* Begin EXCERPT TO READ *
When I was rooting through my desk, I stumbled upon a few pieces of Jess’s art work. I’m not sure why I kept them. Even though they had her name, it wasn’t her work. It’s bittersweet to look at them now. I’ve always wondered how the aides felt about me hanging their artwork on my fridge. Did it make them feel like they were doing their job by showing her coloring within the lines? Did they think I would not realize the only part Jess had was sitting with them? Did they think they were sparing me by not sending home a paper covered in scribble?
Art from school with Jess’s name, but the work of her aide.
There was also a time when I would speak for Jess. When people asked her questions, I felt awkward in the silence and would answer for her. Maybe I was trying to cover up that she wasn’t talking, or maybe it was because I didn’t want to hear the stream of curious, never-ending questions. At the time, I felt ashamed that I was speaking for her. It felt wrong, but I was afraid others might see her as “less.” Once people see what they perceive to be “shortcomings,” the next stage is often dismissal.
I’m afraid my speaking for Jess was more damaging than the aides completing her art. Once we start speaking for people, it can lead to talking about them in front of them. In our case, the problem at the time was Jess didn’t have a reliable way to communicate, so I spoke for her. This sometimes led to making her choices. Sure, we learned to speak “Jessie” and interpret her wants and needs, but this was often foreign to everyone outside of our inner circle. All this did was keep her world small.
The other day, there was a conversation among parents asking if they spoke for their children. They all did. I’m guilty of this, and I understand why, but I don’t believe it has to be this way. As good as I thought I was for meeting Jess’s basic needs based on her gestures, I feel I was missing the mark. I believed Jess had so much more to say. My intention is not to disrespect the families that advocate for their children this way, but to have them ask, “What if my child was able to use his/her own voice?”
* End EXCERPT TO READ *
* Begin RECORDS SHOWN *
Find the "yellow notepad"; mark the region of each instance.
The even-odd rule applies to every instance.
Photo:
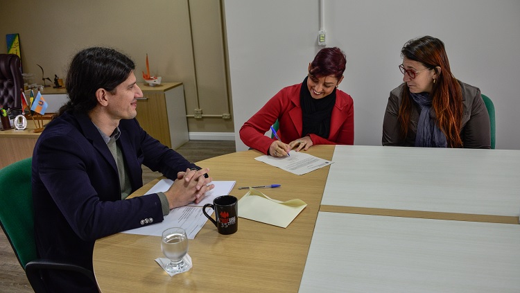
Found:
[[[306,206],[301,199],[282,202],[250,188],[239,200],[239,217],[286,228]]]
* End RECORDS SHOWN *
* Begin RECORDS SHOWN *
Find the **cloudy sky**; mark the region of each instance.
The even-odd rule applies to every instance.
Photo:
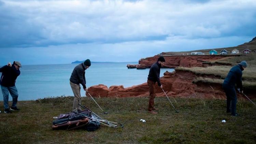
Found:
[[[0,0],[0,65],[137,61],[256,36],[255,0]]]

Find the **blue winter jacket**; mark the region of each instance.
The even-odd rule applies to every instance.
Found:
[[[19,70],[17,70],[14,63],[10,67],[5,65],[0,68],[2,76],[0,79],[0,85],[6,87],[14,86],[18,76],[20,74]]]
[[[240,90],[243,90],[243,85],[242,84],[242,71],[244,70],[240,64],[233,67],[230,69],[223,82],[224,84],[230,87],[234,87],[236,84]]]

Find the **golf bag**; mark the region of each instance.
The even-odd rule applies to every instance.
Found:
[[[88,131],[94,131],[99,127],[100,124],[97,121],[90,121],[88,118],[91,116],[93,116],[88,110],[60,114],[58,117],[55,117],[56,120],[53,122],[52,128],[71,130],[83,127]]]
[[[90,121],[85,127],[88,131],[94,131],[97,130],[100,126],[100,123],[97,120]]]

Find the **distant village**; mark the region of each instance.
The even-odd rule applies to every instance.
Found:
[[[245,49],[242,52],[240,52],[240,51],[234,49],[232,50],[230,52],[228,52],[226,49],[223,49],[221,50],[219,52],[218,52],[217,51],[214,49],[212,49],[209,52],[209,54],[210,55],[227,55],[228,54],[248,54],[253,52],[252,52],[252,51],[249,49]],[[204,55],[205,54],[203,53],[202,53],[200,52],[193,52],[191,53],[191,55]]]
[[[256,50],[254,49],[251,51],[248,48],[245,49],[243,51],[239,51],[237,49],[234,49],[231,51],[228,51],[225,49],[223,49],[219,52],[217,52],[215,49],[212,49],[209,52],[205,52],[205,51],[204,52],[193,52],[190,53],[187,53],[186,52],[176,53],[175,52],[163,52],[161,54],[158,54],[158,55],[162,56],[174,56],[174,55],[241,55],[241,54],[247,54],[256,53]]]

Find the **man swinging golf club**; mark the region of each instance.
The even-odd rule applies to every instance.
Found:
* End RECORDS SHOWN *
GIVEN REQUEST A: Write out the part of the essay about Jess from "I’m afraid my" to "her world small.".
GIVEN REQUEST B:
Answer these questions using the essay about Jess.
(i) Whose work was the school art that carried Jess's name?
(ii) What did the writer do when people asked Jess questions?
(iii) In the conversation among parents, what did they all do?
The rows have nothing to do with the essay about Jess.

WORKED ANSWER A:
I’m afraid my speaking for Jess was more damaging than the aides completing her art. Once we start speaking for people, it can lead to talking about them in front of them. In our case, the problem at the time was Jess didn’t have a reliable way to communicate, so I spoke for her. This sometimes led to making her choices. Sure, we learned to speak “Jessie” and interpret her wants and needs, but this was often foreign to everyone outside of our inner circle. All this did was keep her world small.

WORKED ANSWER B:
(i) It was the work of her aide.
(ii) The writer answered for her.
(iii) They all spoke for their children.